**** THE RECORDS

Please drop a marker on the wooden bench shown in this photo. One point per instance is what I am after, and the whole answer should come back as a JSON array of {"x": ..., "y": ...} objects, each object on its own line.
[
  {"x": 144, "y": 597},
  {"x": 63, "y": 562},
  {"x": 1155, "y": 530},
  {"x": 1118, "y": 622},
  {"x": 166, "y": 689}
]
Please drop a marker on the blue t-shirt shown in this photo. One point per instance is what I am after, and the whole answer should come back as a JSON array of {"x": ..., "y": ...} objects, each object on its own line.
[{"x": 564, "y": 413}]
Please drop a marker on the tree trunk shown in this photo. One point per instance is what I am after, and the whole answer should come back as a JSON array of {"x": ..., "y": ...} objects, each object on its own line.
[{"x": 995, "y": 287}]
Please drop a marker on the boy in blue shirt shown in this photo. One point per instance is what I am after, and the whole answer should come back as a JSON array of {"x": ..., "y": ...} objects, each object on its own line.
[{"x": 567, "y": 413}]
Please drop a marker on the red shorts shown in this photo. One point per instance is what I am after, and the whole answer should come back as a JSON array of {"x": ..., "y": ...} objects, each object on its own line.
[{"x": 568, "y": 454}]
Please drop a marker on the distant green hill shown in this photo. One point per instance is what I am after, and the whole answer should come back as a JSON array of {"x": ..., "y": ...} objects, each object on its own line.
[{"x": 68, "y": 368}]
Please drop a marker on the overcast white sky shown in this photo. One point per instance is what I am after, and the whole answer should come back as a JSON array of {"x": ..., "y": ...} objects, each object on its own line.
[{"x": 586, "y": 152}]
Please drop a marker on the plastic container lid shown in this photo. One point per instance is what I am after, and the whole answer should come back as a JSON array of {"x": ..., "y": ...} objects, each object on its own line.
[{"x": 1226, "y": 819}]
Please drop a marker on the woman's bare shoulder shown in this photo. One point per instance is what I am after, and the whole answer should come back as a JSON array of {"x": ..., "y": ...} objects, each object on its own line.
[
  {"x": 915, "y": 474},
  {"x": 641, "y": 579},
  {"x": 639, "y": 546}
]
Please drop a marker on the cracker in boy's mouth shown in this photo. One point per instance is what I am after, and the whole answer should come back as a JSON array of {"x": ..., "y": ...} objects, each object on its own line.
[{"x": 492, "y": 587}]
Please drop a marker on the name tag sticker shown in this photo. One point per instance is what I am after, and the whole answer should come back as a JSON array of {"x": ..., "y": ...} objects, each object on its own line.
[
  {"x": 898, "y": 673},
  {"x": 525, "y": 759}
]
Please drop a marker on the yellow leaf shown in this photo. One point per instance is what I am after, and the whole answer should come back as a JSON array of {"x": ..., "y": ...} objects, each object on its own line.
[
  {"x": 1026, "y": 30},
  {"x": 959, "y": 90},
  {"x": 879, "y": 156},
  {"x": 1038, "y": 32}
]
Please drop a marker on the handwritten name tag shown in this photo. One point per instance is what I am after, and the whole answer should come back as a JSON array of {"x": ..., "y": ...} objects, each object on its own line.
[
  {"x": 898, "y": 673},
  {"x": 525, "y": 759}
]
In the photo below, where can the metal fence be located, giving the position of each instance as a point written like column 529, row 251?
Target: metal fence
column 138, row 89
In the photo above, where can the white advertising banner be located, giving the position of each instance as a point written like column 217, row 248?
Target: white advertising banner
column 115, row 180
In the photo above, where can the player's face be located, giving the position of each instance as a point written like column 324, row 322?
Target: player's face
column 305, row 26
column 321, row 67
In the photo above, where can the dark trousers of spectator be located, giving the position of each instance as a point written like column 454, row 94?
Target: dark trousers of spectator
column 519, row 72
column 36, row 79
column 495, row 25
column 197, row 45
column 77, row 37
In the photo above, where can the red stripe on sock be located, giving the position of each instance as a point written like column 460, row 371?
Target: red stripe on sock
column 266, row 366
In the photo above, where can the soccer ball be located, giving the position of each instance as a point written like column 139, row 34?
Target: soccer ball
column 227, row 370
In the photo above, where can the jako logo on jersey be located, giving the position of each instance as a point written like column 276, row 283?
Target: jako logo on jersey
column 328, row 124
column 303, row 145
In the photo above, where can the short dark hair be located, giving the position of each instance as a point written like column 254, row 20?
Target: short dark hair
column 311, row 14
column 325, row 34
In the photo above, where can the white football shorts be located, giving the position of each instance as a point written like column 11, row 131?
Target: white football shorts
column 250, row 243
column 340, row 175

********

STATED GOAL: Copy all the records above precisely.

CORRECT RESPONSE:
Please drop a marker on the wooden bench shown in this photo. One point per instance is what I am after, and the whole answer should come back as a JSON array of {"x": ..., "y": ...} objects, each object on its own line.
[
  {"x": 144, "y": 597},
  {"x": 63, "y": 562},
  {"x": 1155, "y": 530},
  {"x": 1118, "y": 622},
  {"x": 166, "y": 689}
]
Please drop a marker on the blue t-shirt shown in this photo. One point per instance is what I am after, and the whole answer should come back as a JSON array of {"x": ..., "y": ...} objects, each object on its own line.
[{"x": 564, "y": 413}]
Please drop a marker on the tree trunk shown in this photo. One point per instance is what I am after, and the whole answer should come back as a JSON array of {"x": ..., "y": ...} objects, each object on its own line.
[{"x": 995, "y": 287}]
Please drop a marker on the boy in blue shirt shown in this photo. One point per instance is what I am after, and the whole answer should come back as a JSON array of {"x": ..., "y": ...} objects, each object on its own line.
[{"x": 567, "y": 413}]
Please drop a marker on the red shorts shown in this photo. One point per instance is what I am after, and the whole answer should come back as a JSON array of {"x": ..., "y": ...} objects, each object on its own line.
[{"x": 568, "y": 454}]
Please drop a marker on the distant green hill shown in this photo. One point per instance is what I am after, and the whole answer should come back as a JSON array of {"x": ..., "y": ...} objects, each object on its own line.
[{"x": 68, "y": 368}]
Please drop a marker on the overcast white sky shown in this photo. One point per instance is what I am after, and the whole answer should come back as a JSON array of {"x": ..., "y": ...} objects, each object on its own line.
[{"x": 586, "y": 152}]
Please drop a marker on the plastic container lid shown in this photo. One point per instance is what I am after, and the whole answer should come back as a JSON array of {"x": ..., "y": ...} objects, each object on its own line.
[{"x": 1226, "y": 819}]
Please drop a marker on the woman's bare shoulder shown in this photo. One point per instance is what I am after, and the whole answer should come back as a JSON array of {"x": ..., "y": ...} objects, each object on its own line.
[
  {"x": 915, "y": 474},
  {"x": 641, "y": 579},
  {"x": 639, "y": 546}
]
Please drop a marker on the cracker in boy's mouth shown in this photo. One point per instance is what I am after, and the whole answer should come back as a JSON array of {"x": ..., "y": ...} objects, each object on its own line.
[{"x": 492, "y": 587}]
Please drop a marker on the name tag sticker shown in this photo. One point per instance is what I am after, and the whole answer should come back as a JSON array of {"x": ..., "y": ...} objects, each object on its own line.
[
  {"x": 898, "y": 673},
  {"x": 525, "y": 759}
]
Please drop a marker on the yellow leaf shown in this photo. One point per instance is what I am after, and the whole answer should come back as a JSON array of {"x": ..., "y": ...} objects, each object on its own line.
[
  {"x": 1026, "y": 30},
  {"x": 959, "y": 90},
  {"x": 879, "y": 156},
  {"x": 1038, "y": 32}
]
Please drop a marker on the handwritten name tag shown in this photo. One point per instance is what I am after, and the whole answer should come back as a JSON array of {"x": ..., "y": ...} objects, each object on its own line.
[
  {"x": 898, "y": 673},
  {"x": 525, "y": 759}
]
In the photo below, where can the metal fence be located, giving the position of each instance as a point written like column 529, row 251?
Target: metal fence
column 138, row 89
In the photo above, where can the white advertising banner be located, giving the position of each instance as a point written like column 217, row 248?
Target: white advertising banner
column 115, row 180
In the photo above, where can the player's face be located, giving the position of each instance as a point written like column 324, row 322?
Target: player's face
column 305, row 26
column 321, row 67
In the photo above, where can the dark trousers of spectator be located, giving the position of each instance as a point written like column 454, row 94?
Target: dark trousers of spectator
column 519, row 72
column 36, row 79
column 495, row 25
column 197, row 45
column 77, row 37
In the photo above, where can the red stripe on sock be located, giving the position of each instance as a point written like column 460, row 371?
Target: red stripe on sock
column 266, row 366
In the photo above, where can the soccer ball be located, giving the position of each instance as a point written like column 139, row 34?
Target: soccer ball
column 227, row 370
In the photo above, where can the jako logo on jersey be located, giving the position of each instance as a point written like column 276, row 283?
Target: jako logo on jersey
column 328, row 124
column 303, row 145
In the photo above, where can the short dark hair be located, giving the position of each instance as a point written like column 254, row 20?
Target: short dark hair
column 311, row 14
column 325, row 34
In the photo above, where can the white football shorts be located, giving the position of each instance as a point written like column 11, row 131?
Target: white football shorts
column 250, row 243
column 340, row 175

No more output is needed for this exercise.